▸ **REQUIREMENT**:
Reproduce every one of the records below word for word, in the same order, leaving none out.

▸ **SUPPLIED RECORDS**:
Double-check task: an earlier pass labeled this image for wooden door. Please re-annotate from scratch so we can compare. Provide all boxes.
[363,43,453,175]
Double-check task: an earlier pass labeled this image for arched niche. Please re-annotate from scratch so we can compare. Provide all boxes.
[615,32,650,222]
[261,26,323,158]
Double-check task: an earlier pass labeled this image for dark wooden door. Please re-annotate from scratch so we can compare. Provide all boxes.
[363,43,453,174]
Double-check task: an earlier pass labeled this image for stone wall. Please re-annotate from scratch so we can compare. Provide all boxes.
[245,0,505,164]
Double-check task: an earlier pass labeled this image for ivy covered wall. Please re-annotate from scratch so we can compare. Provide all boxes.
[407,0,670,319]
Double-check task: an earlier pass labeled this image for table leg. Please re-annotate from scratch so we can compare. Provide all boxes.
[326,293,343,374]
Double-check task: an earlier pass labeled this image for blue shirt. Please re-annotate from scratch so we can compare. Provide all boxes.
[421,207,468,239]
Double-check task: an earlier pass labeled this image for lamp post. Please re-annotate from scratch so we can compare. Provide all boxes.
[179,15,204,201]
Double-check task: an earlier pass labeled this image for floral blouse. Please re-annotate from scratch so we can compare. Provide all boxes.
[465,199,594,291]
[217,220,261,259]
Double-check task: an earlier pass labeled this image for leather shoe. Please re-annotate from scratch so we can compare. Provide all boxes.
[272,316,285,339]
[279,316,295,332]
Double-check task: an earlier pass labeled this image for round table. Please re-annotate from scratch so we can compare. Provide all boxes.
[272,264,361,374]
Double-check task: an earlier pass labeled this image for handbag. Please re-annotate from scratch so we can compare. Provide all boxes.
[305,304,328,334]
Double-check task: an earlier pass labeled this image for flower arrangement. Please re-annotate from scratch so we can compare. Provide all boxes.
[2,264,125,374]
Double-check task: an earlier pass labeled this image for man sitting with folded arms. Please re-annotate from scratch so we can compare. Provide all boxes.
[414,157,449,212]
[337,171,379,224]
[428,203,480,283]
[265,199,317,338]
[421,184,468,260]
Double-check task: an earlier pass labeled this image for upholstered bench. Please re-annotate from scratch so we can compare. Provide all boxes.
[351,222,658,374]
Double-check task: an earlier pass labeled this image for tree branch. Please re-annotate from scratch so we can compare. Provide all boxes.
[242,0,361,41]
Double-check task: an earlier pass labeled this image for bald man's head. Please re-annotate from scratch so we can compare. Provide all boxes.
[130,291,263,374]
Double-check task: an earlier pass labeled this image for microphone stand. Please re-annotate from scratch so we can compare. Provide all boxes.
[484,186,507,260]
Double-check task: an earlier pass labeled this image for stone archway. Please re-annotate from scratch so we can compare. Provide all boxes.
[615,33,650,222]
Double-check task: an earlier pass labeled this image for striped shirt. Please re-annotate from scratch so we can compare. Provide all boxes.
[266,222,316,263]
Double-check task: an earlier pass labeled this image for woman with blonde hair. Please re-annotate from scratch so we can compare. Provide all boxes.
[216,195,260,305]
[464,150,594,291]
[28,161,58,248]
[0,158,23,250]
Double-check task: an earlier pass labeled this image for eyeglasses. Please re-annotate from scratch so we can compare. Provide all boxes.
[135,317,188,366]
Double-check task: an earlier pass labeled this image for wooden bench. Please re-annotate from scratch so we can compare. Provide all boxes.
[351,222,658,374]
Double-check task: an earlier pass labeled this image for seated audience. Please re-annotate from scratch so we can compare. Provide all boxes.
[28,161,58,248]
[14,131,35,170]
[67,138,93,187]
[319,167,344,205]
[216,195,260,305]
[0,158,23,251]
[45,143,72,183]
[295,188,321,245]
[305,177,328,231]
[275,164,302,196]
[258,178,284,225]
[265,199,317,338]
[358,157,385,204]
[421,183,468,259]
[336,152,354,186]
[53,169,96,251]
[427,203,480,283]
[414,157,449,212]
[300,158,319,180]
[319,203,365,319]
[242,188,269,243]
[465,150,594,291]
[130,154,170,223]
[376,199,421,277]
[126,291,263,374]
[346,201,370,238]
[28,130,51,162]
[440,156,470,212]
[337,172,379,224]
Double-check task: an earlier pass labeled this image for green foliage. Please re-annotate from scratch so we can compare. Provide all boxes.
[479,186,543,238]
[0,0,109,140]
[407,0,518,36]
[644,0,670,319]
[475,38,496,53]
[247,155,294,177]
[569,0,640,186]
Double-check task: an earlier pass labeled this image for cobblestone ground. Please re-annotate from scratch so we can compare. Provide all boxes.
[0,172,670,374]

▸ **SOLUTION FOR THIS PROBLEM**:
Double-check task: an earlier pass labeled this image for wooden door. Please re-annotate from scratch so we can compare. Provide all boxes.
[363,43,453,175]
Double-check task: an earlier pass labeled this image for arched niche. Please re-annotate from scratch so we can compare. Provide all boxes.
[615,32,650,222]
[261,26,323,158]
Double-check task: an earlier pass labeled this image for dark wooden door. Please re-annotate from scratch so we can compare. Provide all boxes.
[363,43,453,174]
Double-check task: an earlier pass labeled this image for stone wall. Please re-annotate from scratch so we can compare. Provide all boxes.
[245,0,505,164]
Double-check task: an earlier pass labeled this image for ivy covered wall. Please re-annotate from scratch so we can compare. Provide all boxes.
[407,0,670,319]
Double-check task: an earlier pass labeled this image for table leg. Please re-annotate from scratch so we can compare. Provide all boxes.
[326,293,343,374]
Double-check task: an earlier pass labeled this image for blue shirt. Please re-annotate from scratch so we can compare. Provide all boxes.
[421,207,468,239]
Double-check task: an earlier pass labeled this image for lamp post. Please re-annotate from scratch so we can compare. Provide all boxes.
[179,15,204,201]
Double-check task: an earlier pass labeled this image for floral blouse. Please re-annotate from scratch so we can compare. Provide all boxes.
[465,199,594,291]
[217,220,261,259]
Double-check task: an earlier pass labeled this image for leather shoe. Please re-annotate from scratch so we can compare. Provide all boxes.
[272,316,285,339]
[279,316,295,332]
Double-check task: an earlier pass labeled this image for round table. Please re-annotate from scratch so we can compare. Provide all boxes.
[272,264,361,374]
Double-check task: an earlier pass labeled this image for handbag. Please re-annotate from scratch so we can compare. Provide all boxes.
[305,304,328,334]
Double-check task: an earlier pass labeled this image for flower arrangement. Please re-annotate from scratch so we can compare. Provide all boxes.
[2,264,125,374]
Double-check task: an earlier pass labeled this image for man sitting with folded arms. Please re-annotate from scratch so we can compare. Provide all boxes.
[414,157,449,212]
[337,171,379,224]
[428,203,480,283]
[265,199,317,338]
[421,184,468,260]
Double-check task: an earlier pass labeled this image for upholstered bench. Please re-annotate from scratch so we can compare. Provide all boxes.
[351,222,658,374]
Double-check task: an earlier pass labeled this image for tree branch. Please re-annotate from scratch so we can compare. Provide all boxes.
[242,0,361,41]
Double-check task: an earlier pass labeled this image for bald man's head. Please re-annotate from scratch so we can compare. Provide all boxes.
[130,291,263,374]
Double-check task: an earlier pass labeled this image for microphone stand. Please re-annotate from scratch so we can compare. Provide all boxes.
[484,186,507,260]
Double-check task: an earlier pass labeled this image for stone archway. Please re-annotate from scratch so we can compare. Provide all boxes.
[615,33,650,222]
Double-check task: an earlier pass labeled this image for striped shirt. Please re-annotate from scratch so we can compare. Provide all boxes.
[266,222,316,263]
Double-check task: an earlier pass labeled this image for woman with blonde hair. Please re-annotate from scratch so we can compare. Provide all boxes.
[216,195,260,305]
[464,150,594,291]
[28,161,58,248]
[0,158,23,250]
Double-check task: an earlier pass labeled this image for eyeglasses. Please re-annotate from scratch so we can compare. Provide all boxes.
[135,317,188,366]
Double-check task: an earlier pass labeled this image for wooden bench. Please re-annotate from scratch so we can compare. Provide all boxes.
[351,222,658,374]
Double-check task: an earlier pass labeled this image for seated audience. Please re-annotate from scratch so we can compare. Provide all boxes.
[28,161,58,248]
[14,131,35,170]
[67,138,93,187]
[319,167,344,205]
[216,195,260,305]
[0,158,23,251]
[45,143,72,183]
[295,188,321,245]
[305,177,328,231]
[275,164,302,196]
[258,178,284,225]
[265,199,317,338]
[358,157,385,204]
[421,183,468,259]
[336,152,354,186]
[53,169,96,251]
[427,203,480,283]
[414,157,449,212]
[300,158,319,180]
[319,203,365,319]
[242,188,269,243]
[465,150,594,291]
[130,154,170,223]
[376,199,421,277]
[126,291,263,374]
[346,201,370,238]
[28,130,51,162]
[440,156,470,212]
[337,172,379,224]
Double-check task: an earlier pass labeled this image for green foliage. Please re-annotate from scratch so we can compare. Provide all boxes.
[479,186,543,238]
[0,0,109,140]
[407,0,518,36]
[644,0,670,319]
[475,38,496,53]
[247,155,294,177]
[569,0,640,186]
Double-check task: an earlier pass labeled this image for cobblestone ground. Please re-annotate from scratch so we can compare. Provide all boxes.
[0,172,670,374]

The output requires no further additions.